Objective — Copy out these lines, replacing each "query" with "prompt" and keeping everything else the same. Leave the pictures out of your copy.

Rows from a dataset —
---*---

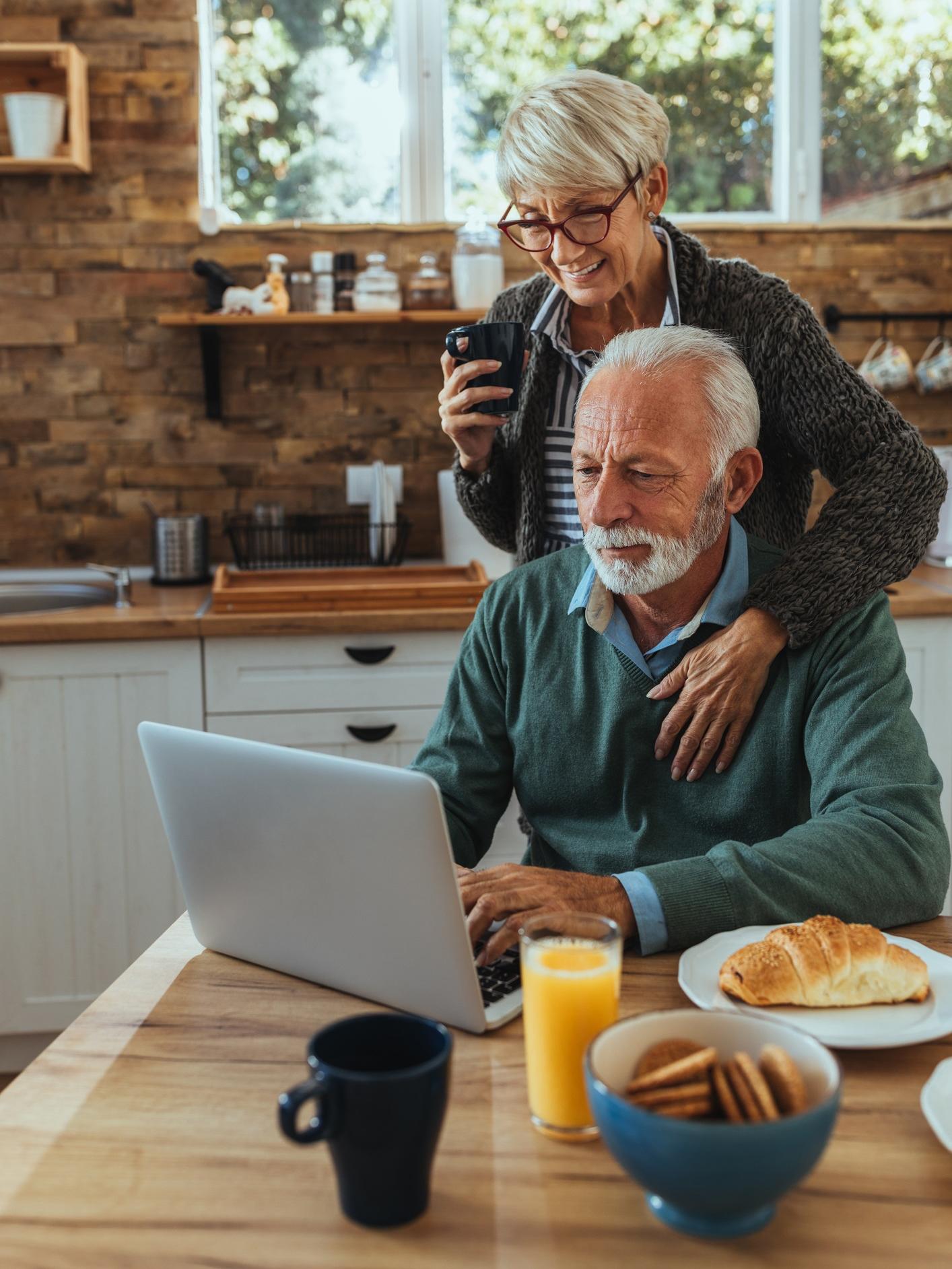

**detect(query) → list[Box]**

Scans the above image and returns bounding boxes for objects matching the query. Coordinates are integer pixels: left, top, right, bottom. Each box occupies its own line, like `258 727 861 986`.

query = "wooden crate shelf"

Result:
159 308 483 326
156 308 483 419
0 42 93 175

---*---

Response for this exercise —
**detect(prompt) → list[Box]**

Scans the above image and returns bounding boxes for objects matching the prompt. Coordinates are integer pixels: left, top, right, bottom. Each box occupies its own line, like `258 727 861 986`.

prompt = "wooden crate shelf"

Result:
159 308 483 326
156 308 483 419
0 42 93 175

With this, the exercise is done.